_Problems to solve_:
A) Rewrite the passage on civil society in the Arab region starting at "How, then, can" and ending at "of some CSOs?", with "civic space" changed to "public space".
B) Copy the records that follow the text line for line, leaving out the pictures.

***** Source text

Gaddafi’s comments were grounded in Libyan history, and specifically within the unique context of Jamahiriya (‘direct democracy’ or ‘state of the masses’). In this proclaimed view of society, popular local councils and communes rely on mass citizen involvement to run the country, blurring and removing the supposedly Western distinction between the state and civil society. Nevertheless, the sentiments which underpinned Gaddafi’s comments – and specifically the notion that the idea of civil society is rooted in a culturally alien agenda – are ones which civil society activists across the Arab world have long found themselves confronted by. Against this challenging background, what role exists for international organisations in promoting the growth of civil society in the Arab region?

In search of authenticity

It has long been asserted that a number of countries in the Middle East and North Africa (MENA) possess vibrant civil societies grounded in centuries-old histories of Islamist philanthropy. But in the late twentieth century, organisations emerged which were also increasingly recognised as part of a broader civic, human rights and pro-democracy movement. In doing so, they cast a very different light on existing ideas about what it meant when citizens came together with shared interests.

The deliberate distinction between, on the one hand, ‘culturally authentic’ civil society organisations and, on the other, those whose origin was supposedly rooted in the West, at times became a central and well-practiced argument used to discredit the pro-democracy movement. Curiously enough, the civil society organisations considered to be authentic tended also to be those that did not threaten to undermine the authority of a series of repressive governments.

Nevertheless, the argument that the idea of ‘civil society’ simply does not apply to the Arab culture remains a convincing and compelling one for many. In a number of Arab countries, CSOs find themselves distrusted and disliked, not only by government but also sometimes by the private sector, by the media, and even by academia. More importantly, popular opinion itself seems often to have turned against civil society.

In response, certain CSOs suggest that culturally relativistic arguments, in which they suffer from being portrayed as the outsider, are obscuring the real issue: that people across the Arab world are increasingly articulating and demanding their rights, from the grassroots upwards. But while asserting that this process is entirely organic and authentic, many of these same CSOs nevertheless do receive funding from foreign donors to continue their work. The tension between, on the one hand, the need for financial sustainability and, on the other, the desire to avoid a crippling blow in public perception, continues to be an uncomfortable and often unresolved situation for many CSOs in the region.

How, then, can international organisations seek to support the growth of civil society and civic space in the Arab region, without in the same breath undermining the potential public support base of some CSOs?

Drawing the bigger picture

One answer lies in creating space for indigenous CSOs to arrive at a common, and evidence-based, understanding of civil society in the region. Indeed, on the very same day that Gaddafi made his statement, a lower profile but perhaps equally important meeting was taking place at the Dead Sea in Jordan. Hosted by the Foundation for the Future, the conference discussed one such way to enhance the room for civil society through strengthened support for regional research on civil society organisations[2].

Amid overwhelmingly normative arguments about the relative virtue of CSOs, the need for empirically based research and objective insights has perhaps never been greater. As Ziad Abdel Samad, Executive Director of the Arab NGO Network for Development (ANND) and a member of the CIVICUS Board, put it during the conference, “the actual use of research by CSOs, which is still very limited, could enhance their interventions, effectiveness, policy impact, credibility with official parties – even dialogue among themselves”[3].

**********
***** Provided material

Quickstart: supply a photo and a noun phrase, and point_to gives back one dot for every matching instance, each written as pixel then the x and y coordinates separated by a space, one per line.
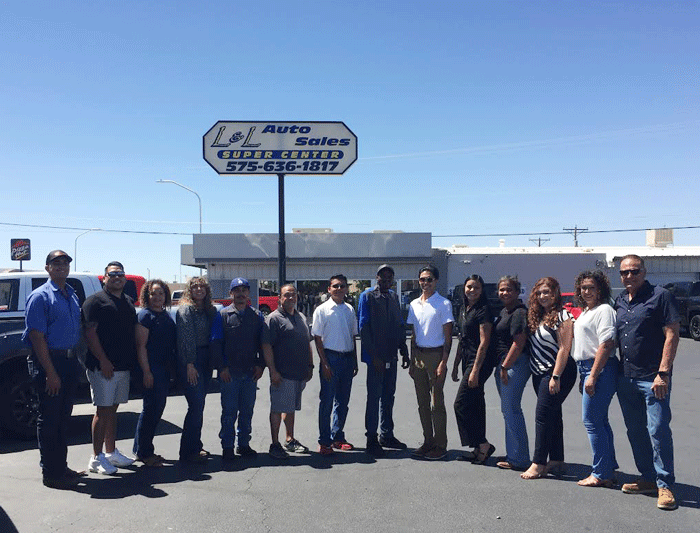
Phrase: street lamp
pixel 193 192
pixel 75 247
pixel 200 207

**********

_Written responses_:
A)
How, then, can international organisations seek to support the growth of civil society and public space in the Arab region, without in the same breath undermining the potential public support base of some CSOs?

B)
Quickstart: supply a photo and a noun phrase, and point_to gives back one dot for every matching instance, each written as pixel then the x and y coordinates separated by a space, one per line.
Phrase: street lamp
pixel 193 192
pixel 75 247
pixel 200 207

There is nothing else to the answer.